WRITTEN EXERCISE -> In the issue about adding a rolling average to collections, which algorithm does the runningMeans: method adapt for stably updating the mean?

Enhance Collection with rollingAvegra #6171

Ducasse · 2020-04-13T11:30:40Z

Expected behavior
Like that we can have rolling average :)

Expected development cost
Nearly none just turn the following code into a PR.

Collection >> runningMeans: width
     "This returns an array of running means as if the receiver
      were broken into overlapping segments 'width' long and the
      mean of each calculated.  This uses an adaptation of
      Welford's algorithm for stably updating the mean; it is
      important to maintain a current MEAN not a current SUM.
      This has been tested against 7 other algorithms.  It was
      the most accurate of the faster ones.  The result is an
      Array no matter what kind of sequence the receiver is.
      If the receiver is a tree (like a virtual concatenation)
      or a singly or doubly linked list you should convert the
      receiver to an Array first.  Note that there is no
      explicit check that width is an Integer or is in range;
      none is needed because those checks happen anyway."

    "(#(1 1 2 2 3 3) asOrderedCollection runningMeans: 2) >>> {1. (3/2). 2. (5/2). 3}".

     |result mean resultIndex|
     result := Array new: self size - width + 1.
     mean := 0.
     1 to: width do: [:i | mean := (self at: i) + mean].
     mean := mean / width.
     resultIndex := 1.
     result at: resultIndex put: mean.
     width + 1 to: self size do: [:i |
       mean := ((self at: i) - (self at: resultIndex)) / width + mean.
       resultIndex := resultIndex + 1.
       result at: resultIndex put: mean].
     ^result

OrderedCollection >> testRunningMeans

	| result col |
	col := #(1 1 2 2 3 3) asOrderedCollection.

GIVEN INFORMATION ->
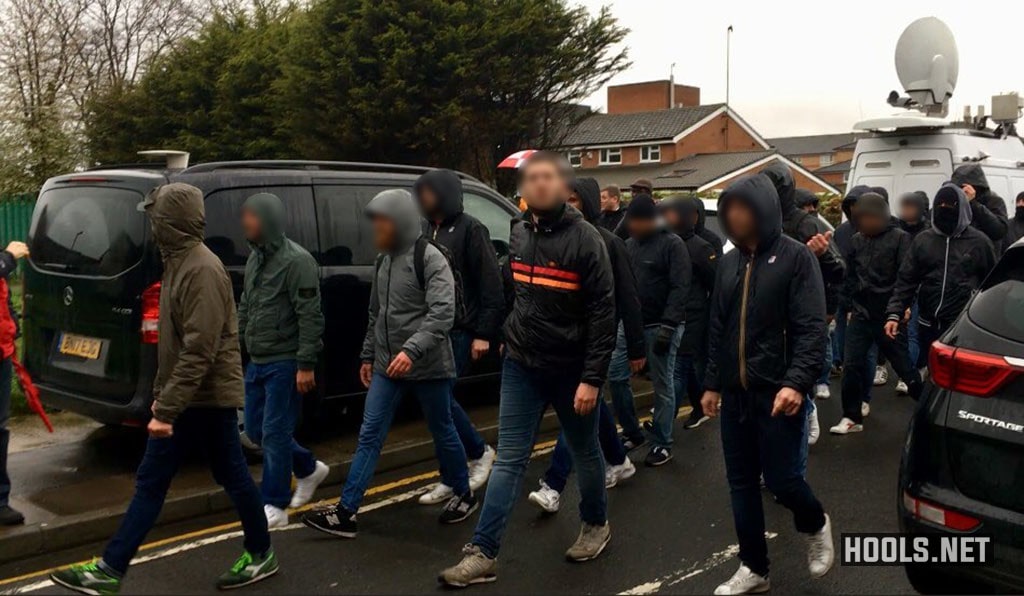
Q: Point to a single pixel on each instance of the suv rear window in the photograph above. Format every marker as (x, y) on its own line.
(87, 230)
(999, 306)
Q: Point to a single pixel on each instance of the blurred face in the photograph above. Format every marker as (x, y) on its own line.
(740, 222)
(251, 225)
(384, 237)
(543, 186)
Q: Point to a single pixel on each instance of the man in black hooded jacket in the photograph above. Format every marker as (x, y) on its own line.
(988, 211)
(680, 214)
(439, 196)
(766, 337)
(946, 263)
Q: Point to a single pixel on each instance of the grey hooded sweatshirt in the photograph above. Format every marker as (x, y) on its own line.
(403, 316)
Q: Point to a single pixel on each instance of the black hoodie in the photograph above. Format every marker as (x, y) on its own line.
(767, 327)
(627, 300)
(704, 259)
(988, 210)
(474, 256)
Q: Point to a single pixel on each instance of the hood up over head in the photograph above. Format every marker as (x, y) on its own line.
(950, 211)
(446, 186)
(397, 205)
(759, 194)
(177, 217)
(590, 196)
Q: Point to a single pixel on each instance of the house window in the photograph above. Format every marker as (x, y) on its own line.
(650, 153)
(610, 156)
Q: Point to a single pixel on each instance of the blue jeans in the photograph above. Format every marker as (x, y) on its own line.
(756, 442)
(214, 431)
(462, 344)
(525, 394)
(5, 379)
(382, 400)
(662, 369)
(272, 409)
(561, 460)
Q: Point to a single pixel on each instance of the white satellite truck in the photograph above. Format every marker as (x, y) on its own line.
(919, 150)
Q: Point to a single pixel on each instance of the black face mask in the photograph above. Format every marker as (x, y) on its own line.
(945, 218)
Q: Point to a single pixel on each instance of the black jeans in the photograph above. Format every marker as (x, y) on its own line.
(214, 433)
(755, 442)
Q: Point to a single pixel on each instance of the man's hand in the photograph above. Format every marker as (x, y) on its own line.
(400, 366)
(711, 402)
(586, 398)
(479, 349)
(366, 374)
(787, 401)
(17, 249)
(819, 243)
(160, 429)
(892, 329)
(305, 381)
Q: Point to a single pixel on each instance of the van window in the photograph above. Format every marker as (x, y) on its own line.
(346, 238)
(87, 230)
(223, 229)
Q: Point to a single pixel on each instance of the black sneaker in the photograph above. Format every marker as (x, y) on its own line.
(10, 516)
(696, 419)
(459, 508)
(335, 520)
(657, 457)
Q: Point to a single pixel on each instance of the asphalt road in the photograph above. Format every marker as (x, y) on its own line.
(672, 531)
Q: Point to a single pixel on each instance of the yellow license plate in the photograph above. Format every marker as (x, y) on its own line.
(77, 345)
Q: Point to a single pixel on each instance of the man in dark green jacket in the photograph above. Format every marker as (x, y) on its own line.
(282, 327)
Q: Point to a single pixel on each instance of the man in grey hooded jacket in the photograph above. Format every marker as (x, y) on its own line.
(407, 349)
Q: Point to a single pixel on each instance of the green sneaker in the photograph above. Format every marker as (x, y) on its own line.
(248, 569)
(87, 579)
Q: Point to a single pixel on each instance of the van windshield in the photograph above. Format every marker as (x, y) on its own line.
(87, 230)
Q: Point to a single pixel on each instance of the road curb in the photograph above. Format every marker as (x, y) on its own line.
(76, 530)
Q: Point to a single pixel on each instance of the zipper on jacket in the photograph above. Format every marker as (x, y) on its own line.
(742, 323)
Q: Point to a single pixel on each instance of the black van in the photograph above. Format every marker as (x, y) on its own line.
(92, 284)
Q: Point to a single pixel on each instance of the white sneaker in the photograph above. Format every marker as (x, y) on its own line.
(615, 474)
(813, 426)
(274, 517)
(881, 376)
(820, 550)
(846, 426)
(479, 470)
(546, 498)
(441, 493)
(743, 582)
(305, 487)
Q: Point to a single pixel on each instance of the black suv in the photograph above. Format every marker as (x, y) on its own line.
(963, 466)
(92, 284)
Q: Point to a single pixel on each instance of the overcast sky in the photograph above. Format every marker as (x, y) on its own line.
(803, 67)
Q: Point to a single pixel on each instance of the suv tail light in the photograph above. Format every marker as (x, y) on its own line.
(970, 372)
(151, 313)
(928, 511)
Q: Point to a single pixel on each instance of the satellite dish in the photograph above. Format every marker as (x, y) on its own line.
(928, 64)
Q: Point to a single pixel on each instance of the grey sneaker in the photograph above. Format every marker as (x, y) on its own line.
(591, 542)
(475, 567)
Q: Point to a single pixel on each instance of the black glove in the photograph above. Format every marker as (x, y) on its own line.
(663, 339)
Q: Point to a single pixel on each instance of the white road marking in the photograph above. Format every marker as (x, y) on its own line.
(685, 573)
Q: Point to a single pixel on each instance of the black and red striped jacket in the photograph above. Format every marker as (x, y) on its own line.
(563, 317)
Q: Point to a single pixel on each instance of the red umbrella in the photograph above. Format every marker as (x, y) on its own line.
(516, 160)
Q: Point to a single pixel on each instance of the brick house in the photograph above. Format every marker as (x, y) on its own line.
(659, 130)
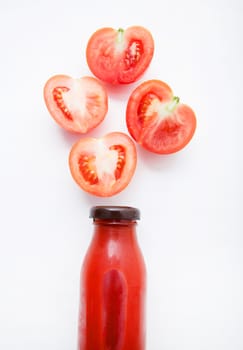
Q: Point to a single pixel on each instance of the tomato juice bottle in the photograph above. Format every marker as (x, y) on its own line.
(113, 283)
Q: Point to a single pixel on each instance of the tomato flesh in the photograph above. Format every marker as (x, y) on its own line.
(104, 166)
(120, 56)
(156, 119)
(77, 105)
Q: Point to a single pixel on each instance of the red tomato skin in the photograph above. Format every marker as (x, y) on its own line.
(113, 61)
(89, 146)
(113, 291)
(151, 132)
(77, 121)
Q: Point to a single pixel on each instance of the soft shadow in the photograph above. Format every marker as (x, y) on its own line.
(159, 161)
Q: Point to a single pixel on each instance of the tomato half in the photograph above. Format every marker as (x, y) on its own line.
(157, 120)
(120, 56)
(103, 166)
(77, 105)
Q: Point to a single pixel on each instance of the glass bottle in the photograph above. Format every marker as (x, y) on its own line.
(113, 283)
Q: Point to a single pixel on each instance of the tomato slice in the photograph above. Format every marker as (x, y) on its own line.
(77, 105)
(120, 56)
(156, 119)
(104, 166)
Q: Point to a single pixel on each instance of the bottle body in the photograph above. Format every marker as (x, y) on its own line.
(113, 289)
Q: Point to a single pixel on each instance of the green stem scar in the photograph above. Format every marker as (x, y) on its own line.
(173, 104)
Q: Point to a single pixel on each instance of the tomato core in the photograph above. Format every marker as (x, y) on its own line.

WORKED SOLUTION -> Welford's algorithm.